(Stored dataset items)
= = =

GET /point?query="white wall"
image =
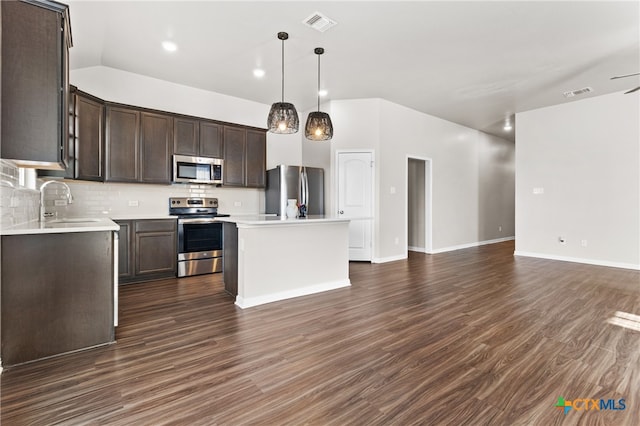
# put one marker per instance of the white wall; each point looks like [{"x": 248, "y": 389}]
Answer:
[
  {"x": 473, "y": 174},
  {"x": 586, "y": 156},
  {"x": 416, "y": 216}
]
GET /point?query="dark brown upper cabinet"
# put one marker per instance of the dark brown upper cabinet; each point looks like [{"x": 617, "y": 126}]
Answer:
[
  {"x": 122, "y": 137},
  {"x": 156, "y": 147},
  {"x": 211, "y": 136},
  {"x": 138, "y": 145},
  {"x": 197, "y": 138},
  {"x": 36, "y": 37},
  {"x": 88, "y": 133},
  {"x": 186, "y": 136},
  {"x": 245, "y": 154},
  {"x": 235, "y": 146}
]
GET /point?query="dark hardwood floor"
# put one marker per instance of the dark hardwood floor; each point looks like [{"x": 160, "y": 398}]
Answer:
[{"x": 473, "y": 337}]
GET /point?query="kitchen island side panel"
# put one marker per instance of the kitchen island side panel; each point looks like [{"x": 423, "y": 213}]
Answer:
[
  {"x": 291, "y": 259},
  {"x": 57, "y": 294}
]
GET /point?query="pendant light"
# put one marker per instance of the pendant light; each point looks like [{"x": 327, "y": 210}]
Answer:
[
  {"x": 319, "y": 126},
  {"x": 283, "y": 117}
]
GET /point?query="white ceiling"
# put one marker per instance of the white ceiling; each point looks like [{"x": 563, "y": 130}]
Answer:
[{"x": 472, "y": 63}]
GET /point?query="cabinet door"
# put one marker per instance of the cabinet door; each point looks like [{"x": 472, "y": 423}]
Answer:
[
  {"x": 123, "y": 144},
  {"x": 89, "y": 145},
  {"x": 256, "y": 159},
  {"x": 186, "y": 136},
  {"x": 156, "y": 146},
  {"x": 211, "y": 139},
  {"x": 125, "y": 250},
  {"x": 34, "y": 121},
  {"x": 235, "y": 139}
]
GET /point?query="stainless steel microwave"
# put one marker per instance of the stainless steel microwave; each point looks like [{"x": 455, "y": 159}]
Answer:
[{"x": 197, "y": 169}]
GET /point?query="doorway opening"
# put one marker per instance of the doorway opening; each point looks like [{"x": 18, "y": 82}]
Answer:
[{"x": 419, "y": 204}]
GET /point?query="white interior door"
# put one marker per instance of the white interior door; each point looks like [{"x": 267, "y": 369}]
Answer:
[{"x": 355, "y": 200}]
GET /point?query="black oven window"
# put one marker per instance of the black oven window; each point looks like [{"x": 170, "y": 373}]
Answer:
[{"x": 202, "y": 237}]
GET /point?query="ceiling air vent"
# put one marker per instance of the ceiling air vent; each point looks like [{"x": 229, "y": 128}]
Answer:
[
  {"x": 573, "y": 93},
  {"x": 319, "y": 22}
]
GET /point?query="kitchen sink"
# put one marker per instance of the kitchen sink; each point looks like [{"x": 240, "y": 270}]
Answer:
[{"x": 74, "y": 220}]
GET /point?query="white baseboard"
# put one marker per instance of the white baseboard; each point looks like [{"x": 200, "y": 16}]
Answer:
[
  {"x": 578, "y": 260},
  {"x": 388, "y": 259},
  {"x": 469, "y": 245},
  {"x": 290, "y": 294}
]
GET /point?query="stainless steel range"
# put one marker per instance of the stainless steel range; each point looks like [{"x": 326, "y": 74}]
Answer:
[{"x": 199, "y": 235}]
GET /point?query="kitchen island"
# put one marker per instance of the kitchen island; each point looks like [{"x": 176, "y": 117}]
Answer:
[
  {"x": 270, "y": 258},
  {"x": 58, "y": 288}
]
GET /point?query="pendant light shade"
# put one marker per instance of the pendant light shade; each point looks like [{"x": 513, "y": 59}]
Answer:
[
  {"x": 283, "y": 117},
  {"x": 319, "y": 126}
]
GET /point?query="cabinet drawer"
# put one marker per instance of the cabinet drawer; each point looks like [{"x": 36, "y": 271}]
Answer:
[{"x": 161, "y": 225}]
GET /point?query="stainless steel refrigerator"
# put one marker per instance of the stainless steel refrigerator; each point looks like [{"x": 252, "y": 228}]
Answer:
[{"x": 305, "y": 184}]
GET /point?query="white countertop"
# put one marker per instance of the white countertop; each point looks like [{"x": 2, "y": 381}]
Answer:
[
  {"x": 142, "y": 217},
  {"x": 272, "y": 220},
  {"x": 62, "y": 225}
]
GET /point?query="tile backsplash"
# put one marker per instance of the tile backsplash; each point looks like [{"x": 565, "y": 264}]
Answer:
[{"x": 121, "y": 200}]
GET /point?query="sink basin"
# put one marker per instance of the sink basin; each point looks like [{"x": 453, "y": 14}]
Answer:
[{"x": 74, "y": 220}]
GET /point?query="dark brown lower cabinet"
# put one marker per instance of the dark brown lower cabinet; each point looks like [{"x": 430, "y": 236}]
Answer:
[
  {"x": 59, "y": 297},
  {"x": 147, "y": 249}
]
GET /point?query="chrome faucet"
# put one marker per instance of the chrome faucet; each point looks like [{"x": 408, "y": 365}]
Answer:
[{"x": 43, "y": 213}]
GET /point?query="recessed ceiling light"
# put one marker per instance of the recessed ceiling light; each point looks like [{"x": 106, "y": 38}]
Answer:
[{"x": 169, "y": 46}]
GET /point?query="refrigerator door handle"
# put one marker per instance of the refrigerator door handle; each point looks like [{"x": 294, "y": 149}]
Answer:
[{"x": 306, "y": 188}]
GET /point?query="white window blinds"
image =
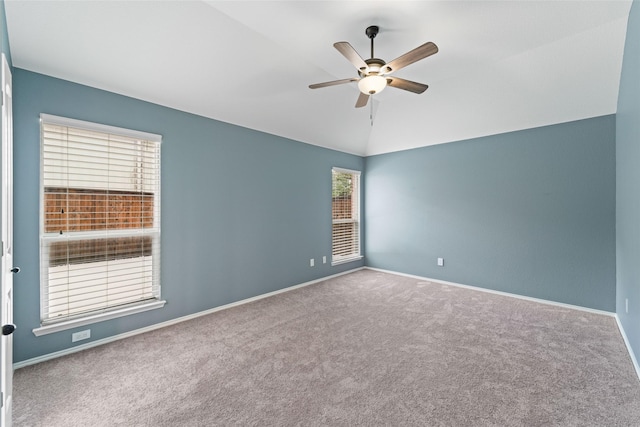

= = =

# Exercise directions:
Without including any picture, set down every line above exactly as it stands.

# Answer section:
GET /point?query="white wall"
image =
# put one marker per instance of the white wall; each point looks like [{"x": 248, "y": 389}]
Answer:
[
  {"x": 473, "y": 174},
  {"x": 586, "y": 156},
  {"x": 416, "y": 216}
]
GET /point?query="dark brown upper cabinet"
# put one marker per instance of the dark brown upper cabinet; each point looks like [{"x": 617, "y": 126}]
Answer:
[
  {"x": 122, "y": 137},
  {"x": 156, "y": 147},
  {"x": 211, "y": 136},
  {"x": 138, "y": 145},
  {"x": 197, "y": 138},
  {"x": 36, "y": 37},
  {"x": 88, "y": 133},
  {"x": 186, "y": 136},
  {"x": 245, "y": 154},
  {"x": 235, "y": 146}
]
GET /point?query="dark hardwood floor"
# put one marker per instance of the dark hardwood floor; each point looks like [{"x": 160, "y": 398}]
Answer:
[{"x": 473, "y": 337}]
GET /point?query="kitchen island side panel"
# put one marker per instance of the kitchen island side panel; each point looks like [{"x": 423, "y": 213}]
Answer:
[
  {"x": 291, "y": 259},
  {"x": 57, "y": 294}
]
GET /point?query="pendant light"
# put one marker per instance of the pendant light; each point looks like [{"x": 327, "y": 210}]
Answer:
[
  {"x": 319, "y": 126},
  {"x": 283, "y": 117}
]
GET /point?query="white ceiling"
# put one marker per instance of the white ceiling; each point looks like [{"x": 563, "y": 130}]
Answer:
[{"x": 472, "y": 63}]
GET /point?query="cabinet door"
# put one marker per instance of the cabinet door; each point looks like [{"x": 472, "y": 423}]
Answer:
[
  {"x": 123, "y": 144},
  {"x": 89, "y": 145},
  {"x": 256, "y": 159},
  {"x": 186, "y": 136},
  {"x": 156, "y": 146},
  {"x": 211, "y": 139},
  {"x": 125, "y": 250},
  {"x": 34, "y": 121},
  {"x": 235, "y": 139}
]
GET /point?query="stainless steel microwave"
# put one marker per instance of the stainless steel microwave; each point looks like [{"x": 455, "y": 159}]
Answer:
[{"x": 197, "y": 169}]
GET /point?query="doorway opening"
# put one marker per instance of the doorway opening; each point looks like [{"x": 18, "y": 82}]
Answer:
[{"x": 419, "y": 204}]
GET /point?query="white interior door"
# put one marker per instance of the white interior door; each point looks like [{"x": 267, "y": 369}]
Answer:
[{"x": 355, "y": 200}]
GET /point?query="black oven window"
# put one marker per instance of the black oven window; each point looks like [{"x": 170, "y": 373}]
Answer:
[{"x": 202, "y": 237}]
GET /point?query="ceiling air vent"
# put one marker per instance of the ceiling air vent; each point looks like [{"x": 229, "y": 128}]
Answer:
[
  {"x": 573, "y": 93},
  {"x": 319, "y": 22}
]
GET /point?query="kitchen sink"
# put one marker per instance of the kitchen sink; each point looks like [{"x": 240, "y": 270}]
Answer:
[{"x": 74, "y": 220}]
GET /point?query="white baseboard"
# put one marker per instance of the white baseboard; each point looks like [{"x": 200, "y": 16}]
Answer:
[
  {"x": 578, "y": 260},
  {"x": 388, "y": 259},
  {"x": 469, "y": 245},
  {"x": 290, "y": 294}
]
GET /point?query="stainless steel range"
# put one marker per instance of the stainless steel range; each point looks like [{"x": 326, "y": 74}]
Answer:
[{"x": 199, "y": 235}]
GET /point?query="kitchen island"
# put one marker per instance of the kitchen island; each point looks like [{"x": 176, "y": 117}]
Answer:
[
  {"x": 270, "y": 258},
  {"x": 58, "y": 288}
]
GET /point?query="pendant light shade"
# put one marker per instance of the pendant light shade; each point looks like [{"x": 513, "y": 59}]
Answer:
[
  {"x": 283, "y": 117},
  {"x": 319, "y": 126}
]
GET /point?query="cabinet drawer"
# put one marker per instance of the cabinet drawer; each point looks like [{"x": 36, "y": 271}]
Answer:
[{"x": 161, "y": 225}]
GET /point?query="stainless steel refrigerator"
# put one marker per instance of the stainless steel refrigerator; each point looks like [{"x": 252, "y": 228}]
Answer:
[{"x": 305, "y": 184}]
GET /point?query="white countertop"
# put one marker per instance of the white countertop; each point looks like [{"x": 2, "y": 381}]
Answer:
[
  {"x": 142, "y": 217},
  {"x": 272, "y": 220},
  {"x": 62, "y": 225}
]
GET /point?query="tile backsplash"
# put one marker per instance of the tile backsplash; each point looks like [{"x": 565, "y": 264}]
Answer:
[{"x": 121, "y": 200}]
GET /point?query="sink basin"
# put one marker per instance of the sink basin; each point looks like [{"x": 453, "y": 14}]
Answer:
[{"x": 74, "y": 220}]
GET /point?query="dark brown lower cabinet"
# put one marker per instance of the dark brown lower cabinet; each point looks like [{"x": 430, "y": 236}]
Answer:
[
  {"x": 59, "y": 297},
  {"x": 147, "y": 249}
]
GET /point?query="chrome faucet"
# put one marker per instance of the chrome faucet; each point looks like [{"x": 408, "y": 365}]
Answer:
[{"x": 43, "y": 213}]
GET /point?query="recessed ceiling light"
# put one marker per instance of the recessed ceiling light; each point looks like [{"x": 106, "y": 38}]
Answer:
[{"x": 169, "y": 46}]
GET /point?query="refrigerator door handle"
# put one marker per instance of the refrigerator door handle; each point looks like [{"x": 294, "y": 149}]
Answer:
[{"x": 306, "y": 188}]
GET /point?query="white window blinds"
image =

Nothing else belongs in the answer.